- **Fragmento seleccionado**:
/---
Los groenlandeses reabren el debate tras las declaraciones de Donald Trump
El presidente electo de Estados Unidos, Donald Trump, que tomará posesión del cargo a finales de este mes, expresó su voluntad de adquirir Groenlandia. En una rueda de prensa en Mar-a-Lago, habló sobre la necesidad de tomar el control de la isla, sin descartar acciones económicas ni militares. Hace cuatro años, en su anterior mandato, ya había intentado comprarla, pero la población de la isla no le tomó demasiado en serio. Ahora, un nuevo Trump, más carismático y tozudo, parece apostar todo a la adquisición, debido a que Groenlandia ocupa un lugar geoestratégico clave respecto a Rusia.
La población groenlandesa sería la que tendría que votar, según la alternativa más cercana a las leyes, si quieren o no la anexión a EE.UU. Sin embargo, el debate que resurge -pues ya se planteó años atrás- es el de su independencia. Groenlandia es una isla helada cuatro veces mayor que España, con una población que apenas supera los 57.000 habitantes, algo así como la provincia de Ávila. Pertenece a Dinamarca, y las voluntades de Trump han hecho que exijan su independencia, tanto de la potencia americana, como de los daneses.
\---
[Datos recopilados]
/---
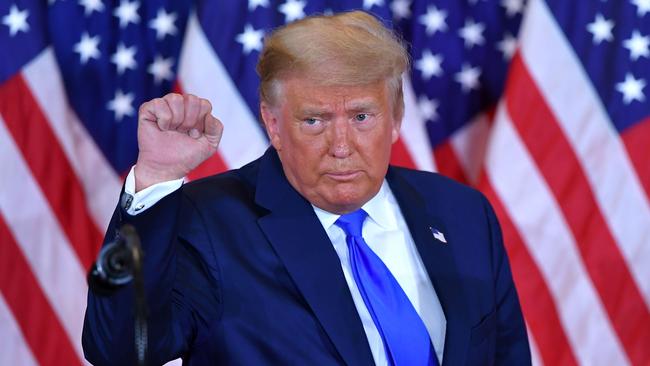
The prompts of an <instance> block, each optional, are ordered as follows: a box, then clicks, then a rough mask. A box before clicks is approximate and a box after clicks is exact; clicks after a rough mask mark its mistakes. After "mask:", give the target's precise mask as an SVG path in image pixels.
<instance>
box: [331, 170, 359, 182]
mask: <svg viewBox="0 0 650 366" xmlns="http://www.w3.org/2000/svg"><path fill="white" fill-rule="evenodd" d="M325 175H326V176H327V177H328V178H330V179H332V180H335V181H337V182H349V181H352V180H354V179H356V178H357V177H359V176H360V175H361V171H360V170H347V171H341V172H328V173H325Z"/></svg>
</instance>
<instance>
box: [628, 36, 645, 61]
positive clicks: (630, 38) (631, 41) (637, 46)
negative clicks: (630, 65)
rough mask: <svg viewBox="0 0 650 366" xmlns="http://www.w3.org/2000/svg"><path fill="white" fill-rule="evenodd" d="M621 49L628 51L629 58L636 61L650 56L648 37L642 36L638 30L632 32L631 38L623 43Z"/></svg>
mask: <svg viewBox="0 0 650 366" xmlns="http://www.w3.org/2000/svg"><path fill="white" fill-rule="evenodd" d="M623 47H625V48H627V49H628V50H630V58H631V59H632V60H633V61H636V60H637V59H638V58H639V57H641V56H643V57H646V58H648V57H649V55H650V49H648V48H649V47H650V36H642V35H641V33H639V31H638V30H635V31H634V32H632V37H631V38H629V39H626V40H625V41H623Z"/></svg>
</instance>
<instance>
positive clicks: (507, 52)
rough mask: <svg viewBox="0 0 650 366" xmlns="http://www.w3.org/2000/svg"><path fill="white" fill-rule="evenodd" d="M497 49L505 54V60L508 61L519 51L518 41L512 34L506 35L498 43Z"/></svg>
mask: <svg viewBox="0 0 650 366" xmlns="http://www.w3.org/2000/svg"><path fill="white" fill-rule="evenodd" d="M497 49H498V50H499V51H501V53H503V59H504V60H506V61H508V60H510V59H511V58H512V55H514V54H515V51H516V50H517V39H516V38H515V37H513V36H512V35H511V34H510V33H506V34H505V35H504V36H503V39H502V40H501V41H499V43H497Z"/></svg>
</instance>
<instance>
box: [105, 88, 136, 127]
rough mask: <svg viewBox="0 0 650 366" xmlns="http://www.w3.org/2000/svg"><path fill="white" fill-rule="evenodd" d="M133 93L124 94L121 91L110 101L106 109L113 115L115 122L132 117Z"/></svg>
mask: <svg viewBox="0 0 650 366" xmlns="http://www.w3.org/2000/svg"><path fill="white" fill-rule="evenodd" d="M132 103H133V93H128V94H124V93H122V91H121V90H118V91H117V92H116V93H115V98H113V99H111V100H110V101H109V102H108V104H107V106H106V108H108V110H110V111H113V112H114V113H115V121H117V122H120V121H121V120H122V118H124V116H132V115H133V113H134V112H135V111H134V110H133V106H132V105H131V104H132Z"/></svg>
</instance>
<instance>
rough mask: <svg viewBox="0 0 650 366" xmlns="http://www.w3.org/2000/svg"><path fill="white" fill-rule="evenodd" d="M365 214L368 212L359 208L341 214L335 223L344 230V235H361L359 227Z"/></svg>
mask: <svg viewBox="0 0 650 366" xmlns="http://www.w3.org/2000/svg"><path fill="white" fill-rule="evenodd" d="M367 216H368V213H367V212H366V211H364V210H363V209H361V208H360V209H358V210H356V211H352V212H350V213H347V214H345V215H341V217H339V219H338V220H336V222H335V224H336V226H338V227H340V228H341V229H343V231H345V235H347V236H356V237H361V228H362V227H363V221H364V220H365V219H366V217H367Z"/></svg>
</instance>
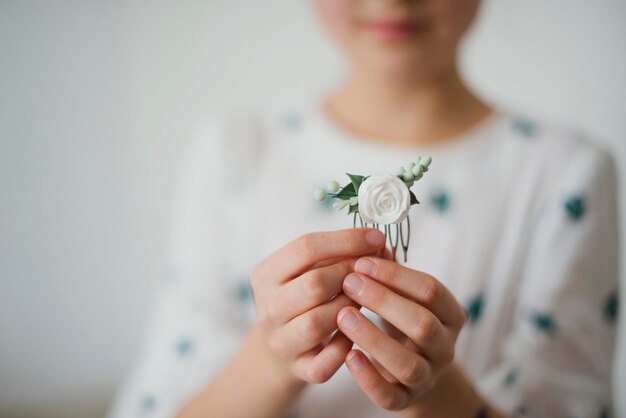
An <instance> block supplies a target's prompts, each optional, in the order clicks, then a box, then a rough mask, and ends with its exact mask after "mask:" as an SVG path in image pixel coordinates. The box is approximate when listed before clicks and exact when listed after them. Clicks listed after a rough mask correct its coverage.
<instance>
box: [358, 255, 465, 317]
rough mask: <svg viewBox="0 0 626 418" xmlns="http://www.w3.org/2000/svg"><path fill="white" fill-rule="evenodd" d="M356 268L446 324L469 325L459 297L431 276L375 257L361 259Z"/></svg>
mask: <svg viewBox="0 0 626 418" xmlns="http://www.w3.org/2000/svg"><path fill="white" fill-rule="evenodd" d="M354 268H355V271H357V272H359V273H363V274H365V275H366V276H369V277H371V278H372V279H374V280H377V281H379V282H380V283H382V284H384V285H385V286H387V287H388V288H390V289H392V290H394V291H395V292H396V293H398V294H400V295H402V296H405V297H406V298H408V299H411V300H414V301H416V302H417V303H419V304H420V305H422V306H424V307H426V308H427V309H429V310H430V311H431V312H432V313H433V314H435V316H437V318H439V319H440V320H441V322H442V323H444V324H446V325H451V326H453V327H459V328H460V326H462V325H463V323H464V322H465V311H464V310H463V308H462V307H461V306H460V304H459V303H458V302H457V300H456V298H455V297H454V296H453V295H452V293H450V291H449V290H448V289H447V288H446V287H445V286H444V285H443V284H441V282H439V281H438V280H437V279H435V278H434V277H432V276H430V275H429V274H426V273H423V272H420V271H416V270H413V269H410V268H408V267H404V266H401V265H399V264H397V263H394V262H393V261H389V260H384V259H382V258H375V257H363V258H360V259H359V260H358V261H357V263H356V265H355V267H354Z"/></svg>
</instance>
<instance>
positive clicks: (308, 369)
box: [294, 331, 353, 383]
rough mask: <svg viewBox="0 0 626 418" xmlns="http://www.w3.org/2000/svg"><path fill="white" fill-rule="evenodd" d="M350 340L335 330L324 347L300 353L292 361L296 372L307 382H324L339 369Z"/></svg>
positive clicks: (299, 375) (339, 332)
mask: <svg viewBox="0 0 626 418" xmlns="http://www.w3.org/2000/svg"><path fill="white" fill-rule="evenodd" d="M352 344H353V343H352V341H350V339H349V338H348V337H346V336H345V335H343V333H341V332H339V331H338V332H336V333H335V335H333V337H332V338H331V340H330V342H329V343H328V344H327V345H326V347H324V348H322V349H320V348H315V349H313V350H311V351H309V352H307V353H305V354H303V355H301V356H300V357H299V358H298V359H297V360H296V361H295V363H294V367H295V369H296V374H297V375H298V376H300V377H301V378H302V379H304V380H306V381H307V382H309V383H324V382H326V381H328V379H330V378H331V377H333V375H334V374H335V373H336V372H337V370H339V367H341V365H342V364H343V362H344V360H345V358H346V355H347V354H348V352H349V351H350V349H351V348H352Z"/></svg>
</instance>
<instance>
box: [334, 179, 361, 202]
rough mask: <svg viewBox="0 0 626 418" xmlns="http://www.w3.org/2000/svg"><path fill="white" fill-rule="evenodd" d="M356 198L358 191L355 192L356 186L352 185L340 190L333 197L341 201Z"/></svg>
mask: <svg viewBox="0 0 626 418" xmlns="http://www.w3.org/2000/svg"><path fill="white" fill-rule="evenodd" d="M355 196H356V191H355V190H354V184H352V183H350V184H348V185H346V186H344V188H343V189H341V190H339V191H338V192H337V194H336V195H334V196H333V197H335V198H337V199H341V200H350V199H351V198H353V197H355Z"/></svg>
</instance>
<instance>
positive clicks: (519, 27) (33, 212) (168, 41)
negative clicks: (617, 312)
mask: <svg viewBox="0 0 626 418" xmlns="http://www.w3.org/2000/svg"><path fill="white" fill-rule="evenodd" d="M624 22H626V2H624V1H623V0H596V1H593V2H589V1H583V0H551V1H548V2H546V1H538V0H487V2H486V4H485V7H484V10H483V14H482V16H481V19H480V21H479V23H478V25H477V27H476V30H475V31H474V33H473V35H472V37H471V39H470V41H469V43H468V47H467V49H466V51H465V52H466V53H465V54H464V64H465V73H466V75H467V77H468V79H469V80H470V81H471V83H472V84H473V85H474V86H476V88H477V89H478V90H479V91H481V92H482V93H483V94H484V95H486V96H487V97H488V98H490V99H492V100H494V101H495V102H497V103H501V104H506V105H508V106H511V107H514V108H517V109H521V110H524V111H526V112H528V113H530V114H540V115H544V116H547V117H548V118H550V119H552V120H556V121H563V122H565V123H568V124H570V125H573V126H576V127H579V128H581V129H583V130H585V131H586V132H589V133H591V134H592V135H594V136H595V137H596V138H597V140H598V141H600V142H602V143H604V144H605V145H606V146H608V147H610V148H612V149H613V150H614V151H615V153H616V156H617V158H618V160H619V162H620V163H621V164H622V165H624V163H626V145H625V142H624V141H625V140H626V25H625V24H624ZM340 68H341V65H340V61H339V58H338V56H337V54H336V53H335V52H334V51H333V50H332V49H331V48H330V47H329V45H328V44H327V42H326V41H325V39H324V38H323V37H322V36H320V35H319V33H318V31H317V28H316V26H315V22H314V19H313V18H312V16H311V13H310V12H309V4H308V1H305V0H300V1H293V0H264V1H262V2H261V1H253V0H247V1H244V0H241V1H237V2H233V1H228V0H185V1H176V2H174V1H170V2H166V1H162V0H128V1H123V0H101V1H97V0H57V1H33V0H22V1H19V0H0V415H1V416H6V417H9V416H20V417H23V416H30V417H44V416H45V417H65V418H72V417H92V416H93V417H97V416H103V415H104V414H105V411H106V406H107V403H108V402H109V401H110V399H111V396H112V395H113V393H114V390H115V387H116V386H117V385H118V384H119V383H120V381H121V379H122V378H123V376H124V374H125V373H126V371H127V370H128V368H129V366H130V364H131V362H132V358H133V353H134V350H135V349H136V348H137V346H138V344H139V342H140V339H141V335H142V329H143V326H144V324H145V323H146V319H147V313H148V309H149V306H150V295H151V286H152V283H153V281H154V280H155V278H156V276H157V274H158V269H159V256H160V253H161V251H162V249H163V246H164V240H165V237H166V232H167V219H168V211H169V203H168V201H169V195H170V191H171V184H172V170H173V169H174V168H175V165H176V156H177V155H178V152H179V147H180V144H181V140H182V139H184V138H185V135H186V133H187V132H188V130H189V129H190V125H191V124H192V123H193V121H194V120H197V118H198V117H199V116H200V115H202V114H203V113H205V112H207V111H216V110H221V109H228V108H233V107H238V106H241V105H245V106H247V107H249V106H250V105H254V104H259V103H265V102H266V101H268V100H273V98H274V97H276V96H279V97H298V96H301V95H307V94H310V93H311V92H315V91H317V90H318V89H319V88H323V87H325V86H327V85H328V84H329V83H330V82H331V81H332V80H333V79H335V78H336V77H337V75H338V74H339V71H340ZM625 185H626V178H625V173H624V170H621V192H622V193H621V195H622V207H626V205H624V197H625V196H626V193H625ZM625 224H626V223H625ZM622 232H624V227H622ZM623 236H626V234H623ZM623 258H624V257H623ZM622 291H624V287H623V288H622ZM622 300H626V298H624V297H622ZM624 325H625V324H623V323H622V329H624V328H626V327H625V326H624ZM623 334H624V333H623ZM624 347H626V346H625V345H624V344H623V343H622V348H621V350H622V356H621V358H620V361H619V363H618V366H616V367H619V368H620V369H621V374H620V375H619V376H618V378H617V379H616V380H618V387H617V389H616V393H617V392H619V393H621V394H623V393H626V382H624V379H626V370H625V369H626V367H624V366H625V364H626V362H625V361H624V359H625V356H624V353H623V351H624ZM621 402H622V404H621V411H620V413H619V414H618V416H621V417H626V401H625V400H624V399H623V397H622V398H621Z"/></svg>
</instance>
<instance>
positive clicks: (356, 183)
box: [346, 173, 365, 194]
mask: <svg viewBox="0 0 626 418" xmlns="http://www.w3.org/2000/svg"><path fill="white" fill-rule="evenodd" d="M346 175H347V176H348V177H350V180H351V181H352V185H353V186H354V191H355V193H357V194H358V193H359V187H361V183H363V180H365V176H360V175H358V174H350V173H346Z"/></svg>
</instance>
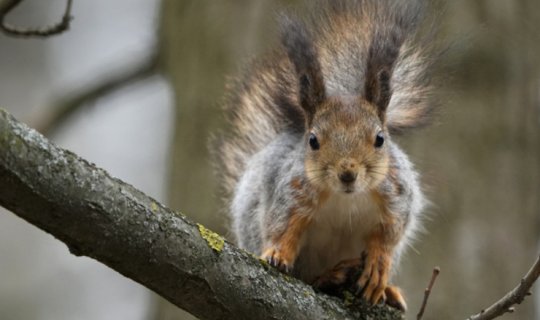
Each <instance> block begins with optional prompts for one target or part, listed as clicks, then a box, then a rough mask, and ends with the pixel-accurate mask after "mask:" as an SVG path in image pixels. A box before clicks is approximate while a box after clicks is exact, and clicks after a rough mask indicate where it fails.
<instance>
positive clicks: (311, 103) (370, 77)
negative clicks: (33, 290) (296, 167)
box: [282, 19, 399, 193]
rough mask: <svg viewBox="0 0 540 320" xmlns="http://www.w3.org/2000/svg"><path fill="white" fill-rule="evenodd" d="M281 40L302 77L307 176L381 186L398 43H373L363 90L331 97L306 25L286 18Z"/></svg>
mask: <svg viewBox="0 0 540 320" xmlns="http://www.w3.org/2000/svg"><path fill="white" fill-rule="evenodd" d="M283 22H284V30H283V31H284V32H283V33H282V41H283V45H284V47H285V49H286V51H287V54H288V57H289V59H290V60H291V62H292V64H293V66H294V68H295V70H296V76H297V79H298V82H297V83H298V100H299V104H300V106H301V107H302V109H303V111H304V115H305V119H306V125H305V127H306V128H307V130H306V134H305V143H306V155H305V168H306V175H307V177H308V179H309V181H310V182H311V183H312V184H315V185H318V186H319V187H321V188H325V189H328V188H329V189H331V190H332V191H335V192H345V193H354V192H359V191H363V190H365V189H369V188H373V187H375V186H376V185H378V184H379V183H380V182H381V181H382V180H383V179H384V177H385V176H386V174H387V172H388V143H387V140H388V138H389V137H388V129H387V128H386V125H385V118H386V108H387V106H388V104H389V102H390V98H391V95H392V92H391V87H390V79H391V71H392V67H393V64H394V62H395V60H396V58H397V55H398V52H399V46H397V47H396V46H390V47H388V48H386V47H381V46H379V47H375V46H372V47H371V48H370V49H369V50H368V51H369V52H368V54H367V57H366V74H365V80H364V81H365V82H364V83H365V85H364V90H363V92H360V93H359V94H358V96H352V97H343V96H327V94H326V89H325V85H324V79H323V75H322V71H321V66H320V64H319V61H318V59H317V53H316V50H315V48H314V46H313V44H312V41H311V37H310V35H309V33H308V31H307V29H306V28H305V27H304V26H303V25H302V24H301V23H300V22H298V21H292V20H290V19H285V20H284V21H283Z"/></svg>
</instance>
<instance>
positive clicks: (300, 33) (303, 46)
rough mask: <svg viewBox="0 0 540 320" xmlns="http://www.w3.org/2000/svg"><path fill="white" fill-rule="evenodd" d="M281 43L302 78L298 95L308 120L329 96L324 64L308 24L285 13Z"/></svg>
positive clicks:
\---
- **Ejercicio**: Enumera, en el orden en que aparecen, todos los nombres propios de lugares que se mencionan en el texto sobre Groenlandia, sin repetir ninguno.

- **Respuesta**: Estados Unidos, Groenlandia, Mar-a-Lago, Rusia, España, Ávila, Dinamarca